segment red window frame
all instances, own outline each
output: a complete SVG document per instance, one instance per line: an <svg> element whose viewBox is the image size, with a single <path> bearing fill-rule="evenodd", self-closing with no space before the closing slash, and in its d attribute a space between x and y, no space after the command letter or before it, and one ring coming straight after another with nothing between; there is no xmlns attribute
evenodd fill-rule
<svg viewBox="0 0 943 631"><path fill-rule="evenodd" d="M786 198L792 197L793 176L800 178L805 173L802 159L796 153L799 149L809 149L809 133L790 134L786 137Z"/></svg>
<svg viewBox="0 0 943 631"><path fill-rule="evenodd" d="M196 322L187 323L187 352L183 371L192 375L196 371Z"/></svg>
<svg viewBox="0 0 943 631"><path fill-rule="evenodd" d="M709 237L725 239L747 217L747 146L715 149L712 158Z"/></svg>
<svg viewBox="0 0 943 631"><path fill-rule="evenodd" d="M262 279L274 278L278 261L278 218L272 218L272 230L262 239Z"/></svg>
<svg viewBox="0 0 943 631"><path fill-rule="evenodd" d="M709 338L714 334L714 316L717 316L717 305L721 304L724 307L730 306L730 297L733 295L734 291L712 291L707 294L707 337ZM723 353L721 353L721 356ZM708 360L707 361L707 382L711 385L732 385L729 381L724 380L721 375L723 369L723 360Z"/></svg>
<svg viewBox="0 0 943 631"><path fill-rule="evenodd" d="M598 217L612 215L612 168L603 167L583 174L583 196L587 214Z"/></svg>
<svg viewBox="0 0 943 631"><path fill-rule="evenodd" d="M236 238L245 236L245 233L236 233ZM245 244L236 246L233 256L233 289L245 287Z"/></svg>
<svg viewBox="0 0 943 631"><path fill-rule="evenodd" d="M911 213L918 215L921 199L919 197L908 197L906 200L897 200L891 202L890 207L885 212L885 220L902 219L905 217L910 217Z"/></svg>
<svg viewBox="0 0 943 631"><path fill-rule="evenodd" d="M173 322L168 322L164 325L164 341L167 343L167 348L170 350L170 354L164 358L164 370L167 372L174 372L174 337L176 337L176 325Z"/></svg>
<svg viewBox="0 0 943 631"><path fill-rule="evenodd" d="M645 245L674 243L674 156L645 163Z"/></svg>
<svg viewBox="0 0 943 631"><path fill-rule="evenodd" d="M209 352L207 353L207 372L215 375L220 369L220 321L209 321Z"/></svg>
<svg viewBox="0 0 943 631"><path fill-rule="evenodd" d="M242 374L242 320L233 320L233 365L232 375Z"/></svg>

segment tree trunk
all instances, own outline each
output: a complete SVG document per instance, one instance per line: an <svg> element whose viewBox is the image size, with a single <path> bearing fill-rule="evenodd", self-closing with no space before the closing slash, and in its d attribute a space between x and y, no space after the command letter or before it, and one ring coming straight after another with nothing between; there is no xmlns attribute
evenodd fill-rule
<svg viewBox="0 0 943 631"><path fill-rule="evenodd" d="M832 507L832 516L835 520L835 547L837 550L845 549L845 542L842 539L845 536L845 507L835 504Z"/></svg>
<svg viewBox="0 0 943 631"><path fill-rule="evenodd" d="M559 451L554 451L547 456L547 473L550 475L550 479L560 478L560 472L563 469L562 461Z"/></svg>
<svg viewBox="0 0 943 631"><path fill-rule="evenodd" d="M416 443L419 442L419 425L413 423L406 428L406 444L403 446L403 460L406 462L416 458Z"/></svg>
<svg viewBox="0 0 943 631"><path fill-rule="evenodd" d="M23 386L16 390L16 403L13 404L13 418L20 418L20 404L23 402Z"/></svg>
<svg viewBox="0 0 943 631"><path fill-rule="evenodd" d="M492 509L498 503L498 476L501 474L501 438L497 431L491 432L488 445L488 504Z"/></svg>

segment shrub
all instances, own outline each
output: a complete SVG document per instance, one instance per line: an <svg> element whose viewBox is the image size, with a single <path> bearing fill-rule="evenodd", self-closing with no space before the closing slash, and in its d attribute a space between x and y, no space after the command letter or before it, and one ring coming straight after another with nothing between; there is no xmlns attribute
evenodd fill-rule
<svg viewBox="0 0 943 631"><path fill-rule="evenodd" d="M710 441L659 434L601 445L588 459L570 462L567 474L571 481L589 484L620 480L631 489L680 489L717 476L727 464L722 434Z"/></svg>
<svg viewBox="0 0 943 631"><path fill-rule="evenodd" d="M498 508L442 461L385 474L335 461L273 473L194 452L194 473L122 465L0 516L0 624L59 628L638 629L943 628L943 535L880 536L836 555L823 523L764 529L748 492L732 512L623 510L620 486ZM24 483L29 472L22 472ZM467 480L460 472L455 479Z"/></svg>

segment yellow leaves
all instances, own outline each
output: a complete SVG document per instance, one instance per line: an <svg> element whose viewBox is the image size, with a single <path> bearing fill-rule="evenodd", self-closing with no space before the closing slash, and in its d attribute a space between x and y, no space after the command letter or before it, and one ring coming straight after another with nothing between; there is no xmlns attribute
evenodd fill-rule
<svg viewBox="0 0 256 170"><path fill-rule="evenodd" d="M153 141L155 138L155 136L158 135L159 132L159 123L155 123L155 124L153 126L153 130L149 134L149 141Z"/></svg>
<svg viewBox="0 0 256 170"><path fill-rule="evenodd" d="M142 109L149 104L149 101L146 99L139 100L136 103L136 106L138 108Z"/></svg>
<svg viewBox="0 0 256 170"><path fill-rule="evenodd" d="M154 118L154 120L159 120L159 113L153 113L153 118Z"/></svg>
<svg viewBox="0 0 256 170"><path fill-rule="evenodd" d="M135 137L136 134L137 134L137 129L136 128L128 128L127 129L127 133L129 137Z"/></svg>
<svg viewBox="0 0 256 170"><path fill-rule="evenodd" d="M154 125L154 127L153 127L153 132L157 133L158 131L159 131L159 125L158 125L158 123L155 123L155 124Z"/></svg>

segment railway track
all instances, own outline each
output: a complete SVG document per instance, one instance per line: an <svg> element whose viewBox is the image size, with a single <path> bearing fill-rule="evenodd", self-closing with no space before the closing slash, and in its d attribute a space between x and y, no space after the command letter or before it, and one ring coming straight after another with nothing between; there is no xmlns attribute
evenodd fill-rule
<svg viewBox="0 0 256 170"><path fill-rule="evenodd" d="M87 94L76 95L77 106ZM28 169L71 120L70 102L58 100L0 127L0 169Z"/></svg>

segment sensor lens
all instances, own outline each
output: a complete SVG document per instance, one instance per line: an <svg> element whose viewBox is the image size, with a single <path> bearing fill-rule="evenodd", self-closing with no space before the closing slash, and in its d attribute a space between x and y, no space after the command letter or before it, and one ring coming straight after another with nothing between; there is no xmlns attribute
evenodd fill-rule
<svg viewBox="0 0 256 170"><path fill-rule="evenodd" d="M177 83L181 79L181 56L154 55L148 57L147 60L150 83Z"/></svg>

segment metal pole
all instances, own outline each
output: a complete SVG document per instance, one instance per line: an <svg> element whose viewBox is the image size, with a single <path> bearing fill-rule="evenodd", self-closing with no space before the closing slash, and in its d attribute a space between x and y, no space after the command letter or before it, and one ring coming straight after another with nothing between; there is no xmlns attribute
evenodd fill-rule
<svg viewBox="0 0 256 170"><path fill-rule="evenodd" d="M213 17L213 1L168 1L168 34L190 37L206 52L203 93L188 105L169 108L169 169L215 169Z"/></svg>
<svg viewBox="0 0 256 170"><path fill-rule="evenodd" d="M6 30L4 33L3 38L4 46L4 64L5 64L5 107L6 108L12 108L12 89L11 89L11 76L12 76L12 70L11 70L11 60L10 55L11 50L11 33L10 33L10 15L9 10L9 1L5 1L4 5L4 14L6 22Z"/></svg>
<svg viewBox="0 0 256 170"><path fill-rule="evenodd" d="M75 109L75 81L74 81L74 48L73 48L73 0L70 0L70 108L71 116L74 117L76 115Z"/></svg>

● Set problem:
Turn the lines above into a numbered list, dropping any blank ones.

● Output of the task:
1. segment red window frame
2. all instances, own outline each
3. output: a complete SVG document per instance, one instance per line: an <svg> element whose viewBox is the image size, with a single <path> bearing fill-rule="evenodd", self-closing with no space before the closing slash, and in its d attribute a space between x and y, no space after the command letter or before it, and one ring coming straight after another with nothing between; there is no xmlns attribute
4. evenodd fill-rule
5. <svg viewBox="0 0 943 631"><path fill-rule="evenodd" d="M786 198L792 197L793 176L800 178L805 173L802 159L796 153L799 149L809 149L809 133L790 134L786 137Z"/></svg>
6. <svg viewBox="0 0 943 631"><path fill-rule="evenodd" d="M196 322L187 323L187 352L183 371L192 375L196 371Z"/></svg>
7. <svg viewBox="0 0 943 631"><path fill-rule="evenodd" d="M709 237L725 239L747 217L747 146L715 149L712 158Z"/></svg>
8. <svg viewBox="0 0 943 631"><path fill-rule="evenodd" d="M262 279L274 278L278 261L278 218L272 218L272 230L262 239Z"/></svg>
9. <svg viewBox="0 0 943 631"><path fill-rule="evenodd" d="M709 338L714 334L714 316L717 316L717 305L721 304L724 307L730 306L730 297L733 295L734 291L712 291L707 294L707 337ZM723 353L721 353L721 356ZM708 360L707 361L707 382L711 385L732 385L729 381L724 380L721 375L723 369L723 360Z"/></svg>
10. <svg viewBox="0 0 943 631"><path fill-rule="evenodd" d="M598 217L612 215L612 168L603 167L583 174L583 196L587 214Z"/></svg>
11. <svg viewBox="0 0 943 631"><path fill-rule="evenodd" d="M236 238L245 236L245 233L236 233ZM245 244L236 246L233 256L233 289L245 287Z"/></svg>
12. <svg viewBox="0 0 943 631"><path fill-rule="evenodd" d="M911 213L918 215L921 199L919 197L908 197L906 200L897 200L891 202L890 207L885 212L885 220L902 219L905 217L910 217Z"/></svg>
13. <svg viewBox="0 0 943 631"><path fill-rule="evenodd" d="M173 322L168 322L164 325L164 341L167 343L167 348L170 350L170 354L164 358L164 370L167 372L174 372L174 337L176 337L176 325Z"/></svg>
14. <svg viewBox="0 0 943 631"><path fill-rule="evenodd" d="M645 245L674 243L674 156L645 163Z"/></svg>
15. <svg viewBox="0 0 943 631"><path fill-rule="evenodd" d="M209 352L207 353L207 372L215 375L220 369L220 321L209 321Z"/></svg>
16. <svg viewBox="0 0 943 631"><path fill-rule="evenodd" d="M242 374L242 320L233 320L233 365L232 375Z"/></svg>
17. segment tree trunk
18. all instances, own outline each
19. output: a complete SVG document per instance, one instance per line: an <svg> element whose viewBox is the image size, with a single <path> bearing fill-rule="evenodd", self-closing with no space before the closing slash, and in its d attribute a space between x and y, no space after the command letter or before it, and one ring coming straight after another with nothing between; there is no xmlns attribute
20. evenodd fill-rule
21. <svg viewBox="0 0 943 631"><path fill-rule="evenodd" d="M832 507L832 516L835 520L835 547L837 550L845 549L845 542L842 539L845 536L845 507L835 504Z"/></svg>
22. <svg viewBox="0 0 943 631"><path fill-rule="evenodd" d="M559 451L554 451L547 456L547 473L550 475L550 479L560 478L560 472L563 469L562 461Z"/></svg>
23. <svg viewBox="0 0 943 631"><path fill-rule="evenodd" d="M416 443L419 442L419 425L413 423L406 428L406 444L403 446L403 460L406 462L416 458Z"/></svg>
24. <svg viewBox="0 0 943 631"><path fill-rule="evenodd" d="M23 386L16 390L16 403L13 404L13 418L20 418L20 404L23 402Z"/></svg>
25. <svg viewBox="0 0 943 631"><path fill-rule="evenodd" d="M492 509L498 503L498 476L501 474L501 438L497 431L491 432L488 445L488 504Z"/></svg>
26. segment shrub
27. all instances, own outline each
28. output: a complete SVG document per instance, one instance per line: an <svg> element whose viewBox is the image size, with a single <path> bearing fill-rule="evenodd", self-closing with no space before the closing slash, and in its d attribute a space between x and y, no space after the command letter or before it, and one ring coming straight after another with nothing between; there is no xmlns attribute
29. evenodd fill-rule
30. <svg viewBox="0 0 943 631"><path fill-rule="evenodd" d="M710 441L659 434L601 445L588 459L570 462L567 474L571 481L589 484L620 480L631 489L680 489L717 476L727 464L722 434Z"/></svg>
31. <svg viewBox="0 0 943 631"><path fill-rule="evenodd" d="M498 508L442 461L385 474L335 461L273 473L194 452L194 473L122 465L0 516L0 624L59 628L638 629L943 628L943 535L880 536L836 555L823 523L764 529L748 492L732 512L623 510L620 486ZM24 483L29 472L22 472ZM467 480L460 472L455 479Z"/></svg>
32. segment yellow leaves
33. all instances, own outline each
34. output: a complete SVG document per instance, one instance per line: an <svg> element whose viewBox is the image size, with a single <path> bearing fill-rule="evenodd", self-closing with no space before the closing slash, and in its d attribute a space between x and y, no space after the command letter or before it, and one ring coming straight after another with nothing between; there is no xmlns attribute
35. evenodd fill-rule
36. <svg viewBox="0 0 256 170"><path fill-rule="evenodd" d="M153 141L155 138L155 136L158 135L159 132L159 123L155 123L155 124L153 126L153 130L149 134L149 141Z"/></svg>
37. <svg viewBox="0 0 256 170"><path fill-rule="evenodd" d="M142 109L149 104L149 101L146 99L139 100L136 103L136 106L138 108Z"/></svg>
38. <svg viewBox="0 0 256 170"><path fill-rule="evenodd" d="M154 118L154 120L159 120L159 113L153 113L153 118Z"/></svg>
39. <svg viewBox="0 0 256 170"><path fill-rule="evenodd" d="M135 137L136 134L137 134L137 129L136 128L128 128L127 129L127 133L129 137Z"/></svg>
40. <svg viewBox="0 0 256 170"><path fill-rule="evenodd" d="M154 125L154 127L153 127L153 132L157 133L158 131L159 131L159 125L158 125L158 123L155 123L155 124Z"/></svg>
41. segment railway track
42. all instances, own outline each
43. output: a complete SVG document per instance, one instance per line: an <svg> element whose viewBox is the image size, with a single <path> bearing fill-rule="evenodd", self-closing with no space before the closing slash, and in its d attribute a space between x and y, no space after the command letter or before it, and one ring coming straight after another with nothing between; there is no xmlns attribute
44. evenodd fill-rule
45. <svg viewBox="0 0 256 170"><path fill-rule="evenodd" d="M87 94L76 95L77 106ZM28 169L71 120L70 102L58 100L0 127L0 169Z"/></svg>
46. segment sensor lens
47. all instances, own outline each
48. output: a complete SVG document per instance, one instance per line: an <svg> element whose viewBox is the image size, with a single <path> bearing fill-rule="evenodd", self-closing with no space before the closing slash, and in its d attribute a space between x and y, no space after the command letter or before it, and one ring coming straight after another with nothing between; there is no xmlns attribute
49. evenodd fill-rule
50. <svg viewBox="0 0 256 170"><path fill-rule="evenodd" d="M177 83L181 79L181 56L154 55L148 57L147 60L150 83Z"/></svg>
51. segment metal pole
52. all instances, own outline each
53. output: a complete SVG document per instance, one instance per line: an <svg> element whose viewBox is the image size, with a single <path> bearing fill-rule="evenodd", self-closing with no space before the closing slash, and in its d attribute a space between x and y, no space after the command letter or before it, and one ring coming straight after another with nothing between; there is no xmlns attribute
54. evenodd fill-rule
55. <svg viewBox="0 0 256 170"><path fill-rule="evenodd" d="M213 17L213 1L168 1L168 34L190 37L206 52L203 93L188 105L169 108L169 169L215 169Z"/></svg>
56. <svg viewBox="0 0 256 170"><path fill-rule="evenodd" d="M6 30L4 33L3 38L4 46L4 64L5 64L5 107L6 108L12 108L12 89L11 89L11 76L12 76L12 70L11 70L11 60L10 55L11 50L11 33L10 33L10 15L9 10L9 1L5 1L4 5L4 14L6 22Z"/></svg>
57. <svg viewBox="0 0 256 170"><path fill-rule="evenodd" d="M75 109L75 81L74 81L74 48L73 48L73 0L70 0L70 108L71 116L74 117L76 115Z"/></svg>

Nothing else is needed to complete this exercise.